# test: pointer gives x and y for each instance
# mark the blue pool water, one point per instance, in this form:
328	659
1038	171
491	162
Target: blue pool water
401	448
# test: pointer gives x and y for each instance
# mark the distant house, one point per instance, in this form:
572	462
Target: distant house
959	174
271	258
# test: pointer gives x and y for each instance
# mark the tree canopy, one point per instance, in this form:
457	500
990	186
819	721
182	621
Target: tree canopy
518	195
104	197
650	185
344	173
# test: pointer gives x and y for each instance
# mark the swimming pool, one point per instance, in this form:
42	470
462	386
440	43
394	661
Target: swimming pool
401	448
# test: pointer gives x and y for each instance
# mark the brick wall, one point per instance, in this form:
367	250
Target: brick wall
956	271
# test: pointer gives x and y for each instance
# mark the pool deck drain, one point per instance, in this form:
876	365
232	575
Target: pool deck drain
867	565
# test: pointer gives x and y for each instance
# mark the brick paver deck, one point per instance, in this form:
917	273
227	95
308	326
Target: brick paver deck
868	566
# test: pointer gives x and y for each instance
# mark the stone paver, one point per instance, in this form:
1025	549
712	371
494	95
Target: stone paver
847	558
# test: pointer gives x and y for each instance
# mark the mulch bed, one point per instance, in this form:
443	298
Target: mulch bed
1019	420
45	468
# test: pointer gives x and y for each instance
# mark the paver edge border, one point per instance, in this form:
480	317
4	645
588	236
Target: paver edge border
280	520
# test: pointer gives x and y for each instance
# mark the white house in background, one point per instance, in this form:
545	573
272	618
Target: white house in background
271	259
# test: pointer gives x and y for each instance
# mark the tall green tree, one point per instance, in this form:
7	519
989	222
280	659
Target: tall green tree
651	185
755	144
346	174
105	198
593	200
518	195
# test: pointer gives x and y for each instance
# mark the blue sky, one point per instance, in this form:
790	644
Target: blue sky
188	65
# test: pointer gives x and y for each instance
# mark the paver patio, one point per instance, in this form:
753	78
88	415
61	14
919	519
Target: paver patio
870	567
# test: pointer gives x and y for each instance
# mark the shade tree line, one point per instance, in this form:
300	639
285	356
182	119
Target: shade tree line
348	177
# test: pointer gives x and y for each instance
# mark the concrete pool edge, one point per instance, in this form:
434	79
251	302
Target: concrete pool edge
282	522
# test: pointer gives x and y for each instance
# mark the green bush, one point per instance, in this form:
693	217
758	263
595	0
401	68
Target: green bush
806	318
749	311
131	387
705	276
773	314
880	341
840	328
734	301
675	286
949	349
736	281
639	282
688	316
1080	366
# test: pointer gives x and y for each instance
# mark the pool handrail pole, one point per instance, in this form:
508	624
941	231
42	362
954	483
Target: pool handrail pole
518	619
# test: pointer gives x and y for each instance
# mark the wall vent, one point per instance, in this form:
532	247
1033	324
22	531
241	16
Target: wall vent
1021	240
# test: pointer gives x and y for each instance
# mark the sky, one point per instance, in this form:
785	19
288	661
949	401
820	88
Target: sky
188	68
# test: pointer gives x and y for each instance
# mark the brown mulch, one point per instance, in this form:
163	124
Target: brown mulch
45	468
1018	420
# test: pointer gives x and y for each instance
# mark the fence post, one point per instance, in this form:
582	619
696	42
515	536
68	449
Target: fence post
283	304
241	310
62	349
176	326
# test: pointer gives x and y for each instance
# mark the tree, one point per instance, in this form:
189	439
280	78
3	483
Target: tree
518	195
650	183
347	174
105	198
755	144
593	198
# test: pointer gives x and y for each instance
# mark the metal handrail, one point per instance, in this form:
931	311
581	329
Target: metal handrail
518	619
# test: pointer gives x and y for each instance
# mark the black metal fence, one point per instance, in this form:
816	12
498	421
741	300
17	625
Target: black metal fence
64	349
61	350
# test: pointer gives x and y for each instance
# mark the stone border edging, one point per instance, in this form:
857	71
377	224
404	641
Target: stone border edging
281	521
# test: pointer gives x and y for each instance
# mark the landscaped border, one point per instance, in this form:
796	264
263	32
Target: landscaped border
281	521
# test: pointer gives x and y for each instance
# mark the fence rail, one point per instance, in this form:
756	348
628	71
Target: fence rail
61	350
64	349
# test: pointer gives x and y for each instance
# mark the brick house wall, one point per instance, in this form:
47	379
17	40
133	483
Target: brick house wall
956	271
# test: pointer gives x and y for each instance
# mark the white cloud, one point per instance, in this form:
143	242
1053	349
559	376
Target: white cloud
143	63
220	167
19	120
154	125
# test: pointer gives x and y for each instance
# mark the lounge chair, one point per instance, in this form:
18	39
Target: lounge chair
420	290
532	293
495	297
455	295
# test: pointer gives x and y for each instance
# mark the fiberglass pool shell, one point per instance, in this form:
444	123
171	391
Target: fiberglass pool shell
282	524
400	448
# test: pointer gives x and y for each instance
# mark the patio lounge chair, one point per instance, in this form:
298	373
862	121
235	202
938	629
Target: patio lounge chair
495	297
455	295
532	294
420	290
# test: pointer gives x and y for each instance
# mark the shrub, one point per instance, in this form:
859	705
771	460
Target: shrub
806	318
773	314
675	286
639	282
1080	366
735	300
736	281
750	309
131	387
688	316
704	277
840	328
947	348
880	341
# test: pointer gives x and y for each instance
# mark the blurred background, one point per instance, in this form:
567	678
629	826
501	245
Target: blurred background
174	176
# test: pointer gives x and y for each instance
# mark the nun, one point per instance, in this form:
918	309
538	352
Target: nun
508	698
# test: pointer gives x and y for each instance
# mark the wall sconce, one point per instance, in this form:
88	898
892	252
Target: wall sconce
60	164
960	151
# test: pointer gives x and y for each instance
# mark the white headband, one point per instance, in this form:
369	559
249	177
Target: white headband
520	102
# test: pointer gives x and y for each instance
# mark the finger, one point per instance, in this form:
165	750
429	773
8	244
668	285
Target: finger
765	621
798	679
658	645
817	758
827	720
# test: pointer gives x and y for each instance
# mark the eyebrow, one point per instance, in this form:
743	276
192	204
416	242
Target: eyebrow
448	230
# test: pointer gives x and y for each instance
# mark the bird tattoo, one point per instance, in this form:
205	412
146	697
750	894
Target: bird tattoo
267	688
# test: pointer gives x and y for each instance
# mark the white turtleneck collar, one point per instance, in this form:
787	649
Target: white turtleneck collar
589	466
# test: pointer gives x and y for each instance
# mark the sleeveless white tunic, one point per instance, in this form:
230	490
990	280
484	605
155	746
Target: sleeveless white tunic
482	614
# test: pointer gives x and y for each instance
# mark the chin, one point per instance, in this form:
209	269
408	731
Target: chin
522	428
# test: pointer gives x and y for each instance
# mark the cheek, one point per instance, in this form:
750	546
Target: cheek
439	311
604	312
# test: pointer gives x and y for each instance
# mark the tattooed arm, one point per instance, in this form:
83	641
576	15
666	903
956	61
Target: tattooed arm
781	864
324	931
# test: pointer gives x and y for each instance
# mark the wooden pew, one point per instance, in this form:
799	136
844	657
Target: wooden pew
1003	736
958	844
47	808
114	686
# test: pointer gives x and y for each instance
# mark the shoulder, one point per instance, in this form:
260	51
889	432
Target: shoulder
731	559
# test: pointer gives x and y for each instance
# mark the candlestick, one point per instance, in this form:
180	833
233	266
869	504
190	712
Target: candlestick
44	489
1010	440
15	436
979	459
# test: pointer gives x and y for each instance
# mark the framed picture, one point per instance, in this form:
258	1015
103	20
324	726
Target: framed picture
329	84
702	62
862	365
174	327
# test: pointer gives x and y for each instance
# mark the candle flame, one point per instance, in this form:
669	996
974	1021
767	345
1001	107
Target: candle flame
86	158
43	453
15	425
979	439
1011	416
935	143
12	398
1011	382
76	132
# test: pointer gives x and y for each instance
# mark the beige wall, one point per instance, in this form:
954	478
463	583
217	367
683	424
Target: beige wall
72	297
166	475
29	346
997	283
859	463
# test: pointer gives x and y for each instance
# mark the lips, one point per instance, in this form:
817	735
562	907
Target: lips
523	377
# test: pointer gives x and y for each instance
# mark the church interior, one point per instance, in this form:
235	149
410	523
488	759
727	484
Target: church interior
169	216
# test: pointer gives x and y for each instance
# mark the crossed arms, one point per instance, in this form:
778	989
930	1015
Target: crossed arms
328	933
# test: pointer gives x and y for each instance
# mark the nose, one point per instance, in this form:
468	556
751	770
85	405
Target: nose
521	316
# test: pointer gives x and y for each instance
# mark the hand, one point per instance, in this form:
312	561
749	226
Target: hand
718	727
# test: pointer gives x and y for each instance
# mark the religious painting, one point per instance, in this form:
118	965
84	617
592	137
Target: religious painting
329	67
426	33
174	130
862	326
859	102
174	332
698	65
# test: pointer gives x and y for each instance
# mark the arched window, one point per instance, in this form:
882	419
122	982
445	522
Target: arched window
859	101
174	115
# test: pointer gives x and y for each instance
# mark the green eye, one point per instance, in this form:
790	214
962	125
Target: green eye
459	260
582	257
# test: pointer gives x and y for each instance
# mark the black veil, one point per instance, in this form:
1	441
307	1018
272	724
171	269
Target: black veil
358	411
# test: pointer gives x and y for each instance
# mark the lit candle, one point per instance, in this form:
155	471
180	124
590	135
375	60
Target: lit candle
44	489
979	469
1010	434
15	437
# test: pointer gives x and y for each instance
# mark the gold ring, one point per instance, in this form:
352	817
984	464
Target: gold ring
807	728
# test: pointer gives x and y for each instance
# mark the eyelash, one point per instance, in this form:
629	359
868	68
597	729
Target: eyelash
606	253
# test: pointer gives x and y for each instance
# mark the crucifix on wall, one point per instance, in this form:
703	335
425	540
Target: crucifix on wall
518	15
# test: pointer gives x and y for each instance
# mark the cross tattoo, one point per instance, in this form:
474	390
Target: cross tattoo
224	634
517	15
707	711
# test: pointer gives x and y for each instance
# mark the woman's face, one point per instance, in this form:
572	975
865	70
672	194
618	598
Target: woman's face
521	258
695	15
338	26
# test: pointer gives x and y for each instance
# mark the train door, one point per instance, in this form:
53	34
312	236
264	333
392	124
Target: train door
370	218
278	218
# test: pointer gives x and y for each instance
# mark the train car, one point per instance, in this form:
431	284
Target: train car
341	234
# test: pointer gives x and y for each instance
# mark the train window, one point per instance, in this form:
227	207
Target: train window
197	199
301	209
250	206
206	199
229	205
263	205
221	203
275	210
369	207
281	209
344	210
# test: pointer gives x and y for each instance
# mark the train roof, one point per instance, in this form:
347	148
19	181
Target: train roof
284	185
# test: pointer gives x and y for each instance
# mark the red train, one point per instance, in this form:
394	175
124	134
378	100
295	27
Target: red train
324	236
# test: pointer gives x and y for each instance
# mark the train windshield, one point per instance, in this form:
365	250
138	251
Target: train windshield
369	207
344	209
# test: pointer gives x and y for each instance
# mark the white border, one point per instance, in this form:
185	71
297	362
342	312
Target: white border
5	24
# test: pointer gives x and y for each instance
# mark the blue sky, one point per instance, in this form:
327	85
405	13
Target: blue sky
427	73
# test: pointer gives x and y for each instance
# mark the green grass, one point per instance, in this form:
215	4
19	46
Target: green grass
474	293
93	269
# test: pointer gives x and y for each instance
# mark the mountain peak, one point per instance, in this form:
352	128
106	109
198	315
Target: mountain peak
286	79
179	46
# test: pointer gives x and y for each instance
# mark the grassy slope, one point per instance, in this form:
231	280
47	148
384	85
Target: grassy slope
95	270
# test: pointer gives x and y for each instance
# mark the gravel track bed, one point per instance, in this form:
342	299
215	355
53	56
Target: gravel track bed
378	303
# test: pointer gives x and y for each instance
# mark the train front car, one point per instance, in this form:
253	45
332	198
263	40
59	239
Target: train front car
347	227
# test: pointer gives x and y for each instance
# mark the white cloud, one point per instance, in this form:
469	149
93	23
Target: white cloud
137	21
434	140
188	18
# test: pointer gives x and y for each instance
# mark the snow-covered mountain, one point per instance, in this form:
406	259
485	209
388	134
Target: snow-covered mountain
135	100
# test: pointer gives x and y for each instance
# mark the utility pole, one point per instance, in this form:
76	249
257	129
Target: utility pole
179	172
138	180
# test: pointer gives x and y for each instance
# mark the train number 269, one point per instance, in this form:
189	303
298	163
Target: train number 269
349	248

--------------------

| What the exercise asks |
In the listing above, find the line containing "# mark the green grass, one" and the line containing "# mark the gravel", then retype both and every line between them exactly, with nothing else.

| Solution to the exercise |
# mark the green grass, one point per instance, in this form:
215	4
19	46
Target: green grass
474	293
93	269
# test: pointer gives x and y for each instance
# mark the mountain peak, one point per instance, in this form:
352	128
106	109
198	315
Target: mountain peak
286	79
179	46
# test: pointer gives x and y for each instance
# mark the grassy slope, one point per instance, in this form:
231	280
47	148
384	85
Target: grassy slope
95	270
# test: pointer gives x and y for each instance
# mark the gravel track bed, one point per instance, in this form:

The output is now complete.